2) The slot doesn't matter, there just needs to be one free slot for the S2D
password. It will be freed again after resume.
3) This still needs to be decided. It's more secure to go to case a), but maybe
you don't want to loose some of your work and start exactly where you've
suspended to disk even when you entered the wrong password by mistake. But this
raises another question: How do you get a normal boot when you've forgotten the
S2D password ?

Thanks for the answer.

About Q3, I guess a certain number of trials should be allowed, then the system
will have to reboot as it was not in S2D.
If the password is lost... It is lost... Any post-failsafe feature will be a
security breach, I guess.

The question might be (Q4): what if another user needs to use the PC?
Would it be possible to allow each user to unlock the swap? Eventually with
something like the "fast user switch" case for gnome: user Bob S2D, user Alice
resumes. A valid login/pass is requested and then the swap is unlocked. Assuming
at S2D to have an automatic display lock, of course.
Would it make sense to do so?

About erasing the password. It would be more convenient, IMHO, to add this
feature to LUKS, i.e. a use-once password, in order to be more "atomic" in the
unlock -> erase operations. In case Q4 is impossible...

Final comment: of course the swap will appear unencrypted at runtime, actually
it will be so for all users logged into the machine. I guess it is clear that
the use case here is a powered off or S2D PC, not a running one.

Thanks again for your attention.

I think the problem here is suspending to swap is fundamentally broken. We
should be suspending to a filesystem instead. suspend2 or TuxOnIce or whatever
its called these days can do this.

What is wrong with suspend to swap?  For some time now, I have been successfully
suspending to a swap partition inside an LUKS-encrypted LVM physical volume
(using a password established when I installed the system, not one established
on each suspend as Piergiorgio is proposing).

Piergiorgio, after rereading the discussion, I think I appreciate your use case
better.  However, resuming from encrypted swap does "work" for me using a fixed
password entered on every boot (with mkinitrd-6.0.30-1.fc9).  If this bug is to
remain open for your more complex approach, please narrow the summary
accordingly, and Fedora should reevaluate whether to include the bug in
FeatureEncryptedFilesystems and whether it blocks bug 326611.

(In reply to comment #13)

* _Prompt_: In the forum thread on encrypted swap, what does one poster say the system should suspend to instead of swap?

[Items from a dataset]
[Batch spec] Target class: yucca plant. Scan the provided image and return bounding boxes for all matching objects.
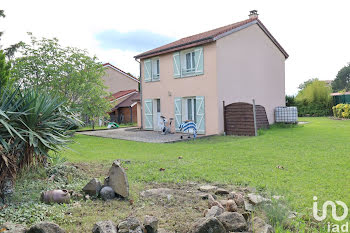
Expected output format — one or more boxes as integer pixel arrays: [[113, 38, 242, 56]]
[[0, 88, 80, 200]]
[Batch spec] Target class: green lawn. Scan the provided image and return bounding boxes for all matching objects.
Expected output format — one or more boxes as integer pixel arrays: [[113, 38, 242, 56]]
[[63, 118, 350, 219]]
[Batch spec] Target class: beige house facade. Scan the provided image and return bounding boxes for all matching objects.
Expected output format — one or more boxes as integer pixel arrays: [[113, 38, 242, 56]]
[[102, 63, 140, 94], [135, 11, 288, 135]]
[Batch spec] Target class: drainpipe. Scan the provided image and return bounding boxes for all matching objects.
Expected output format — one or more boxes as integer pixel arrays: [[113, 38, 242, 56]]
[[135, 58, 143, 129]]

* _Solution below_: A filesystem.